_DATASET ENTRIES_
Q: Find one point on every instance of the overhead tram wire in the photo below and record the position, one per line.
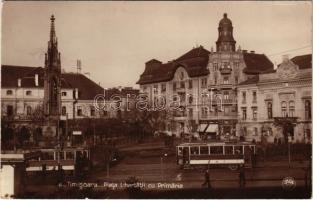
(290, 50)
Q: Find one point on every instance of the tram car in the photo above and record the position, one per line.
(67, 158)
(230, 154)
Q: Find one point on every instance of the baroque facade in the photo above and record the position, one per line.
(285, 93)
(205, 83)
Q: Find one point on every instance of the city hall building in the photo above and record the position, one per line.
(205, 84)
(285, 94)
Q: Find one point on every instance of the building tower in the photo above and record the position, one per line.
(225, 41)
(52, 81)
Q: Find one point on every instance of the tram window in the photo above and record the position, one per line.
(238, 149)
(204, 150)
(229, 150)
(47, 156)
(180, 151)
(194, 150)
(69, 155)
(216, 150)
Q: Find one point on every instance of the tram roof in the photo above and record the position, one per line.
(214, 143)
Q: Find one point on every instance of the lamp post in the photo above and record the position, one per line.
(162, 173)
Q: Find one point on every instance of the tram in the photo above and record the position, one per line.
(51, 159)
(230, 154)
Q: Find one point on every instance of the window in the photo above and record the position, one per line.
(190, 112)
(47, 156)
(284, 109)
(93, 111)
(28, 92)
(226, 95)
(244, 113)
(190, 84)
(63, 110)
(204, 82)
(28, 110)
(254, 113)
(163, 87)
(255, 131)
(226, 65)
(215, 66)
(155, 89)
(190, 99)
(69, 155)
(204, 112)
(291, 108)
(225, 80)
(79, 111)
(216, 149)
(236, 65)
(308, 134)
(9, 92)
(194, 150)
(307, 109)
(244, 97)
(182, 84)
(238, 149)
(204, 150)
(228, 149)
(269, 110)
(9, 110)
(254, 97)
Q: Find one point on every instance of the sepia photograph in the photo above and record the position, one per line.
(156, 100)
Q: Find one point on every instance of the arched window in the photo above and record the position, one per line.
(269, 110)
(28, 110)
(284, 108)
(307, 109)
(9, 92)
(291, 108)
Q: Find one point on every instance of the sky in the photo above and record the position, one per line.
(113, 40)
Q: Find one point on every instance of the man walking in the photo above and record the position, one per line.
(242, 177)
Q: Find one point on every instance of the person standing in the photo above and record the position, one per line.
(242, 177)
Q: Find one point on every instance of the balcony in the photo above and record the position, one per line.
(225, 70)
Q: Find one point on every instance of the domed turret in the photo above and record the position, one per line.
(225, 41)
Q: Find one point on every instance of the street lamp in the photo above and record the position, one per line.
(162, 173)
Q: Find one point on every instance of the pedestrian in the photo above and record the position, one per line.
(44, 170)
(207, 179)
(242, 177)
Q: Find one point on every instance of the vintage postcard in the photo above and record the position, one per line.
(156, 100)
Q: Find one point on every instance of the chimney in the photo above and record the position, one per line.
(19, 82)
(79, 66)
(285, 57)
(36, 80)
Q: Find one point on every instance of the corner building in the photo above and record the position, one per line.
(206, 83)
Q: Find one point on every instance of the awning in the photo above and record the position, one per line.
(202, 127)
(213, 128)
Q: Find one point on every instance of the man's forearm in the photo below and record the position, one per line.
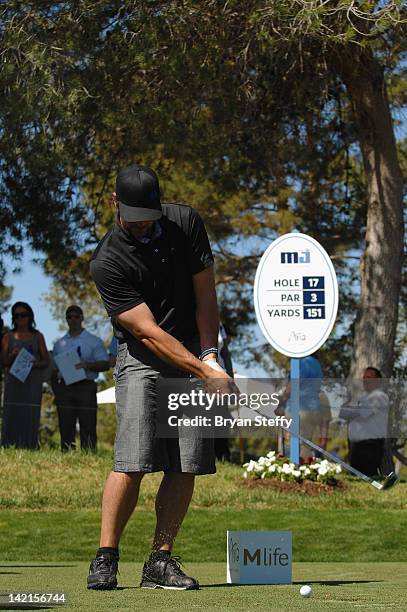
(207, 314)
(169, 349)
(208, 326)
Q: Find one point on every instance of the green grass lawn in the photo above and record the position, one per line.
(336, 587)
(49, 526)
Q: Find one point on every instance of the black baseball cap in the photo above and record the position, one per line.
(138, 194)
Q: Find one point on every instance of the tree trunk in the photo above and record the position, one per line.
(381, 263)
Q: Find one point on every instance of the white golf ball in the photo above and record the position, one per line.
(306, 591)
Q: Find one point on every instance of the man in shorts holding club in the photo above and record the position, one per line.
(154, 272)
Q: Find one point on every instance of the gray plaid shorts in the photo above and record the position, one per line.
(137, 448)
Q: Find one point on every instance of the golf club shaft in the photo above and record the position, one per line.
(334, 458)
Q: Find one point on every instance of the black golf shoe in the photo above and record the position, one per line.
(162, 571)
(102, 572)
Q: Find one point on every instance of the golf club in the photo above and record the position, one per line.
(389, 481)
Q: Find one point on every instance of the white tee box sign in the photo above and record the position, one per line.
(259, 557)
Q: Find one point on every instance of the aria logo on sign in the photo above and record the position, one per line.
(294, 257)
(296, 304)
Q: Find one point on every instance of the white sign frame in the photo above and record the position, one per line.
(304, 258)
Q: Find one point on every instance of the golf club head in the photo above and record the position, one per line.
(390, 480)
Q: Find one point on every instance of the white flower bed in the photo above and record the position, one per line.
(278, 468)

_TO DO_
Your copy of the listing should match it exactly, apart from the pictures, which are left out.

_RESULT OF THIS EXERCISE_
Q: Find one point on every instance of the overhead tram wire in the photo below and record the position, one per line.
(290, 50)
Q: Find one point on every instance of the tram car in the photo above and record the position, one per line.
(67, 158)
(230, 154)
Q: Find one point on every instance of the baroque facade in the photo above and record the position, one per line.
(285, 93)
(205, 83)
Q: Find one point on every instance of the city hall building in the photo above and record the position, one per line.
(205, 84)
(285, 94)
Q: Find one point on every instance of the building tower in the photo above and record the position, one per line.
(225, 41)
(52, 81)
Q: Find one point on every instance of the tram window in the photo above and record the position, one per line.
(238, 149)
(204, 150)
(229, 150)
(47, 156)
(180, 151)
(194, 150)
(69, 155)
(216, 150)
Q: Find one point on every instance of the tram roof in the photo above and record the position, one per line.
(214, 143)
Q: Find one point on every instance of the lamp post in the photo above and record the position, one per line.
(162, 173)
Q: Find one point on every instance of the tram in the photo above and record the position, one per line.
(51, 159)
(230, 154)
Q: Find one point on every instance of the window in the photo above and record the position, one per line.
(190, 112)
(47, 156)
(284, 109)
(93, 111)
(28, 92)
(226, 95)
(244, 113)
(190, 84)
(63, 110)
(204, 82)
(28, 110)
(254, 113)
(163, 87)
(255, 131)
(226, 65)
(215, 66)
(155, 89)
(190, 99)
(69, 155)
(204, 112)
(291, 108)
(225, 80)
(79, 111)
(216, 149)
(236, 65)
(308, 134)
(9, 92)
(194, 150)
(307, 109)
(244, 97)
(182, 84)
(238, 149)
(204, 150)
(228, 149)
(269, 110)
(9, 110)
(254, 97)
Q: Find one point on every instance of the sepia photograph in the photo above and record the position, one per line.
(156, 100)
Q: Find one point on every instance of the arched window in the photo above and record the position, one per line.
(269, 110)
(28, 110)
(284, 108)
(307, 109)
(9, 92)
(291, 108)
Q: Find one point on every instance of the sky in the photo above and record the position, one per line.
(113, 40)
Q: Find one point on every instance of the man walking in the photo above and record the position, one per line.
(242, 177)
Q: Find one point on every instance of the person standing in the photo above and record the position, one per line.
(242, 177)
Q: Find one point on every instance of the balcony in the photo above and record the position, one per line.
(225, 70)
Q: Find one point on every instance of the domed turret in the photo above and record the position, one per line.
(225, 41)
Q: Find one point on every instance of the street lamp in the photo above and record the position, one per line.
(162, 173)
Q: Find one point on every instance of the pedestrian in the photo above and record the position, one per line.
(44, 170)
(207, 179)
(242, 177)
Q: Find one point on every instance of the vintage postcard in the photo above and record the position, one per line.
(156, 100)
Q: Find one point on every instance of the chimney in the photo above and record the position, one per line.
(19, 82)
(79, 66)
(285, 57)
(36, 80)
Q: Find one point on every instance of the corner building in the photo above and record the position, one per line.
(206, 83)
Q: Find one point on every instance of the awning in the photo above and record the position, one per line.
(202, 127)
(213, 128)
Q: Find one point on every instance of the man's forearm in the photo below and record the position, one per line.
(207, 314)
(169, 349)
(208, 326)
Q: Find one point on every instance of the green grass lawn in the photo above and record the position, one per line.
(336, 587)
(49, 526)
Q: Find one point on every instance of the black baseball cap in the photo above and record the position, one per line.
(138, 194)
Q: Find one point on every instance of the tree trunk in the photo above and record the position, one per line.
(381, 263)
Q: Find one point on every instance of the white golf ball in the photo above and record the position, one per line.
(306, 591)
Q: Find one point on every instance of the man in shorts holding club in the photo above and record the position, one per line.
(154, 272)
Q: Find one point on every instance of the gray plaid shorts in the photo above and record the position, one per line.
(137, 448)
Q: Find one point on every instance of the golf club shaft in the photo above and record the position, one per line.
(334, 458)
Q: Find one point on every instance of the black golf shoe in the photo above and record the position, one per line.
(162, 571)
(102, 572)
Q: Find one point on every instance of the golf club in the photo above and record the position, one per line.
(389, 481)
Q: Find one point on every instance of the white tee box sign in the photo above and record the position, one per line.
(259, 557)
Q: Find one point on every instance of the aria logo on sign in the photo above and record the position, one per line.
(294, 257)
(296, 304)
Q: Find one point on every instance of the white sign frame in the photo above and record the position, one per line.
(304, 258)
Q: Find one point on every instance of the golf club head in the photo above and record the position, one per line.
(390, 480)
Q: Find one point on every instance of the white flower bed in the photo above and record the position, one per line.
(278, 468)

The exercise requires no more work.